Extract provided:

Chapter 7 Data Visualization

Descriptive statistics summarize data numerically, but visualizations often reveal patterns, trends, and anomalies more quickly. This chapter introduces basic data visualization techniques in R. We begin with Base R graphics to understand core plotting concepts, then move to ggplot2, which provides a more flexible and powerful system for creating graphics.


7.1 Base R Visualizations

Base R graphics are built into R and require no additional packages. They are useful for quick exploratory analysis and for understanding how plotting works at a fundamental level.

7.1.1 Histogram (Base R)

A histogram shows the distribution of a numeric variable. Histograms are useful for assessing the shape, spread, and potential outliers in a numeric variable.

hist(airlinesat_small$age,
     main = "Histogram of Number of Age",
     xlab = "Number of Age",
     col = "lightgray",
     border = "white")

7.1.2 Box-and-Whisker Plot (Base R)

A box-and-whisker plot (often called a boxplot) summarizes the distribution of a numeric variable using five key values:

  • Minimum
  • First quartile (25th percentile)
  • Median
  • Third quartile (75th percentile)
  • Maximum

Boxplots are especially useful for:

  • Comparing distributions across groups
  • Identifying skewness
  • Detecting potential outliers
boxplot(airlinesat_small$age,
        main = "Distribution of Age",
        ylab = "Age",
        col  = "lightgray")

7.1.3 Scatterplot (Base R)

A scatterplot displays the relationship between two numeric variables. Scatterplots are commonly used to detect relationships, nonlinear patterns, and outliers.

plot(airlinesat_small$age,
     airlinesat_small$nflights,
     main = "Age vs Number of Flights",
     xlab = "Age",
     ylab = "Number of Flights",
     pch = 19,
     col = "darkgray")

7.1.4 Line Chart (Base R)

Line charts are typically used for ordered data, such as time series or values summarized across an ordered variable. Line charts emphasize change across an ordered dimension rather than individual observations.

First, we’ll simulate some time series data, and then we’ll create the line chart.

# Simulate monthly flight data
set.seed(123)
months <- seq(from = as.Date("2022-01-01"), to = as.Date("2023-12-01"), by = "month")
n_months <- length(months)

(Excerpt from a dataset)
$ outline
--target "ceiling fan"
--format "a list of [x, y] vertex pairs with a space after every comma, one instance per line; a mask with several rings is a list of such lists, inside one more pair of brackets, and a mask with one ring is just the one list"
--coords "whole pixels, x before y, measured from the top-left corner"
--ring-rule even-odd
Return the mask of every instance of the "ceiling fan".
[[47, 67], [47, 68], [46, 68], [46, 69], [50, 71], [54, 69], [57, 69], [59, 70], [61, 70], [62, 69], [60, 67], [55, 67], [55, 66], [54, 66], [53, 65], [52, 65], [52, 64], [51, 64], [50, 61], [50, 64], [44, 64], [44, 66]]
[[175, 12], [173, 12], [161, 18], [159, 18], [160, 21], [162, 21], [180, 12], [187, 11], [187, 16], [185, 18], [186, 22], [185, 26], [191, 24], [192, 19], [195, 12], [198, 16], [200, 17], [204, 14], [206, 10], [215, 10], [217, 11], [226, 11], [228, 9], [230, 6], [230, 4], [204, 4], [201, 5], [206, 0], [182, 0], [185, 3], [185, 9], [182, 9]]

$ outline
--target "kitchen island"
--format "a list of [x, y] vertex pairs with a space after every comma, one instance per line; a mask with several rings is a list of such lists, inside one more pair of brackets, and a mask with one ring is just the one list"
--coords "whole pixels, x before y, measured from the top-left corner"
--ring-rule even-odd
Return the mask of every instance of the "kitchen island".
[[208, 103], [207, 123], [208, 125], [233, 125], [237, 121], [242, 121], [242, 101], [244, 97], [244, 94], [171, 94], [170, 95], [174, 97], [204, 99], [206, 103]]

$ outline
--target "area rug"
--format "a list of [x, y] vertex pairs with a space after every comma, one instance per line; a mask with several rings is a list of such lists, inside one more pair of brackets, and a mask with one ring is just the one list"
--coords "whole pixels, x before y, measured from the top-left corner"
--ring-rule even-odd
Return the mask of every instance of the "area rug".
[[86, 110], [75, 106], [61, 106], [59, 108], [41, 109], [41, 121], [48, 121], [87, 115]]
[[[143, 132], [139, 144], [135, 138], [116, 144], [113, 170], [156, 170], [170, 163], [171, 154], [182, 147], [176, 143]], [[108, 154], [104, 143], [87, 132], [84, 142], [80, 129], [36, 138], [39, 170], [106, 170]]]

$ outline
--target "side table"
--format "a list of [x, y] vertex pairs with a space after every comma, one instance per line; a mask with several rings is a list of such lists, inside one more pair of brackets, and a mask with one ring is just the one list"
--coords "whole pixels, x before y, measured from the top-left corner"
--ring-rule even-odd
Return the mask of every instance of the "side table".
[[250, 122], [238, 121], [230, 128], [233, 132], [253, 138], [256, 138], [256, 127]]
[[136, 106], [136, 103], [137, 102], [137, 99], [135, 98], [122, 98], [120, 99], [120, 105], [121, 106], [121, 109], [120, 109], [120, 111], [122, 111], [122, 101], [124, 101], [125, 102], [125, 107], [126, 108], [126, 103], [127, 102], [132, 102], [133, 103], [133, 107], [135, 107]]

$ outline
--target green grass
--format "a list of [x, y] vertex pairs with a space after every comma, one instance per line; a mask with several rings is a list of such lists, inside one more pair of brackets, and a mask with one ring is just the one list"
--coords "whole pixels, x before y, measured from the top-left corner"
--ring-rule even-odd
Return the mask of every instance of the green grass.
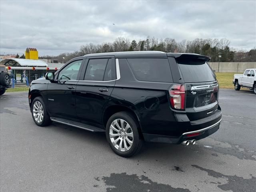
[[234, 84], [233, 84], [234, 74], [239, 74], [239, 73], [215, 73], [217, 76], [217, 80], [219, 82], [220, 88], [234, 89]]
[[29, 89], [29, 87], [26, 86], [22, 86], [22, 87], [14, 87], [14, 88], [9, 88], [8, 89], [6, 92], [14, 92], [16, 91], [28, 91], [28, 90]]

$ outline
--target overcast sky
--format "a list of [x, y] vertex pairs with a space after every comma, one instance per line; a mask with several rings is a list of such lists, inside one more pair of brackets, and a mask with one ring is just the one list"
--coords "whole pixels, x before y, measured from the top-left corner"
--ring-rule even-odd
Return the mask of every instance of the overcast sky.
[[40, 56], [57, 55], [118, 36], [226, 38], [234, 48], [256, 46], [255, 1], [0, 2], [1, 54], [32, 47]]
--
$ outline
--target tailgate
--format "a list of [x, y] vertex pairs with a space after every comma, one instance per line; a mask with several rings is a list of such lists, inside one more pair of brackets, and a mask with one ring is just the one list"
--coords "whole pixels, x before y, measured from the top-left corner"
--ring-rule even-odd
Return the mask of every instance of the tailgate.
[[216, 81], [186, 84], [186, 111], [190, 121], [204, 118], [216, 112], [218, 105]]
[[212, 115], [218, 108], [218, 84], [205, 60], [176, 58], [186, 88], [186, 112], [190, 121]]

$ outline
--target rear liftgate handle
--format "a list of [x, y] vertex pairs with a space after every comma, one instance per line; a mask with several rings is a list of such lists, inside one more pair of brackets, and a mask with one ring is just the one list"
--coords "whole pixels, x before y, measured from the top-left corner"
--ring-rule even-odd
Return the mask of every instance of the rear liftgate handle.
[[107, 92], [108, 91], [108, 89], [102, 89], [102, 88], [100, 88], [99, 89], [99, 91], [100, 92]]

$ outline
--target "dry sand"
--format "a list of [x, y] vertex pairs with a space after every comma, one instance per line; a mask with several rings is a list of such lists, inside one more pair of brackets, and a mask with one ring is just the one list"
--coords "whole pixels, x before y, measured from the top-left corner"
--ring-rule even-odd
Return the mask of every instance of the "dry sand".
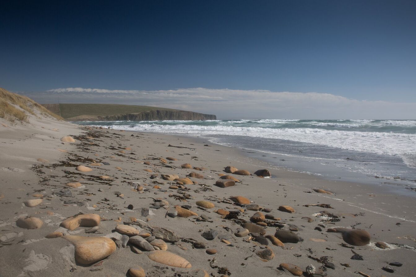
* * *
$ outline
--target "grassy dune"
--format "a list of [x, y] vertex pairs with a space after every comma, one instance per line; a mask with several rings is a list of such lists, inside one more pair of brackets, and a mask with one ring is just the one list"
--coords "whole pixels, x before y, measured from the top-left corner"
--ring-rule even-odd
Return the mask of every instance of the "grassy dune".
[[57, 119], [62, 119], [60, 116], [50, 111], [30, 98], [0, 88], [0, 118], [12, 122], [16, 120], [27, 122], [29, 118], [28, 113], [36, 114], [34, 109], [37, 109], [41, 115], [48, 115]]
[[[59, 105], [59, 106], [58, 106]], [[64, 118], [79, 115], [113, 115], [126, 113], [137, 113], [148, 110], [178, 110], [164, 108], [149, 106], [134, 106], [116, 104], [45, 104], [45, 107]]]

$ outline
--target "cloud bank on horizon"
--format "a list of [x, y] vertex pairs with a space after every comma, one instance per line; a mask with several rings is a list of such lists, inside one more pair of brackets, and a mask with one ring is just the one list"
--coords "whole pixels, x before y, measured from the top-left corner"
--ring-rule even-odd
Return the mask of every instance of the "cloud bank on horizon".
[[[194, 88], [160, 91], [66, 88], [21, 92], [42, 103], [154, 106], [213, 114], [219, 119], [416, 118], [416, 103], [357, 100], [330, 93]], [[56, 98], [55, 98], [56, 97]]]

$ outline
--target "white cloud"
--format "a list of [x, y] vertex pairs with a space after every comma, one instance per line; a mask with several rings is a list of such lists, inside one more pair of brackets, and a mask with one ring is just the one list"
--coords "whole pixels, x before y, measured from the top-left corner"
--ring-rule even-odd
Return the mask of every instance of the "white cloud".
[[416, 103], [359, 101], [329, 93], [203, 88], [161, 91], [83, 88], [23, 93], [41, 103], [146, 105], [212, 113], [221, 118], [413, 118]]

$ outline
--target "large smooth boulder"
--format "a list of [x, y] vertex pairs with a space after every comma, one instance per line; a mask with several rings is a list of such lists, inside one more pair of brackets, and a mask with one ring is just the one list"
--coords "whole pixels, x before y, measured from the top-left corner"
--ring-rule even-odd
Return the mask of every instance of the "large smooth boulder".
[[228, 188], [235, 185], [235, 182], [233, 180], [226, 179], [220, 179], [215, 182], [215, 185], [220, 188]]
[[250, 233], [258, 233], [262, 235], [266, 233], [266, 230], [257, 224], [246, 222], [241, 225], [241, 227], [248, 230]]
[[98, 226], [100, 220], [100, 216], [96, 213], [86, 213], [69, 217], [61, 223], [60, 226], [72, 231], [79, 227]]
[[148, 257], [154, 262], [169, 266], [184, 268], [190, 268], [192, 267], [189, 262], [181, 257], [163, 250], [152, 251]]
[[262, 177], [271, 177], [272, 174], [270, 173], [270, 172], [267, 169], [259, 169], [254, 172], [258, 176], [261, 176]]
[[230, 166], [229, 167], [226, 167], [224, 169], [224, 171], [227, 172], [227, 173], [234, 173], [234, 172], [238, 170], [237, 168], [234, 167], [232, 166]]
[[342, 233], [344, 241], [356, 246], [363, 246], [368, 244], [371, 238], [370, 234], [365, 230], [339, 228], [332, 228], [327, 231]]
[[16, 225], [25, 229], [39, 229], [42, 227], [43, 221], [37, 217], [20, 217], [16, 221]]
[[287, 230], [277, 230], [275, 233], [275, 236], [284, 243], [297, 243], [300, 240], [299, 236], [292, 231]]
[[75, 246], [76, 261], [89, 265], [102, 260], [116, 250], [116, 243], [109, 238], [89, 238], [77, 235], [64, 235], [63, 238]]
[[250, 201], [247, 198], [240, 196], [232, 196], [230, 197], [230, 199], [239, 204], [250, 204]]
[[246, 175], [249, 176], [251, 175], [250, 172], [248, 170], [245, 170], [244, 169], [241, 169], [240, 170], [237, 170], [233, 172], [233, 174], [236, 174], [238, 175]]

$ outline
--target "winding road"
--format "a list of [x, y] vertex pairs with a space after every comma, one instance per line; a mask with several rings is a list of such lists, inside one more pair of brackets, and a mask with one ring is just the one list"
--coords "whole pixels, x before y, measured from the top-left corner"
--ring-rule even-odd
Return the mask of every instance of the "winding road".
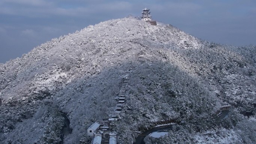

Parts of the exercise:
1. Answer these questions about the data visualization chapter:
(a) After Base R graphics, which system does the chapter move to for creating graphics?
(b) What five key values does a box-and-whisker plot use to summarize a numeric variable?
(c) For what kind of data are line charts typically used?
2. Reproduce the data visualization chapter verbatim from "Chapter 7 Data" to "in a numeric variable.".

Task-by-task answers:
1.
(a) ggplot2.
(b) The minimum, the first quartile (25th percentile), the median, the third quartile (75th percentile), and the maximum.
(c) Ordered data, such as time series or values summarized across an ordered variable.

2.
Chapter 7 Data Visualization

Descriptive statistics summarize data numerically, but visualizations often reveal patterns, trends, and anomalies more quickly. This chapter introduces basic data visualization techniques in R. We begin with Base R graphics to understand core plotting concepts, then move to ggplot2, which provides a more flexible and powerful system for creating graphics.


7.1 Base R Visualizations

Base R graphics are built into R and require no additional packages. They are useful for quick exploratory analysis and for understanding how plotting works at a fundamental level.

7.1.1 Histogram (Base R)

A histogram shows the distribution of a numeric variable. Histograms are useful for assessing the shape, spread, and potential outliers in a numeric variable.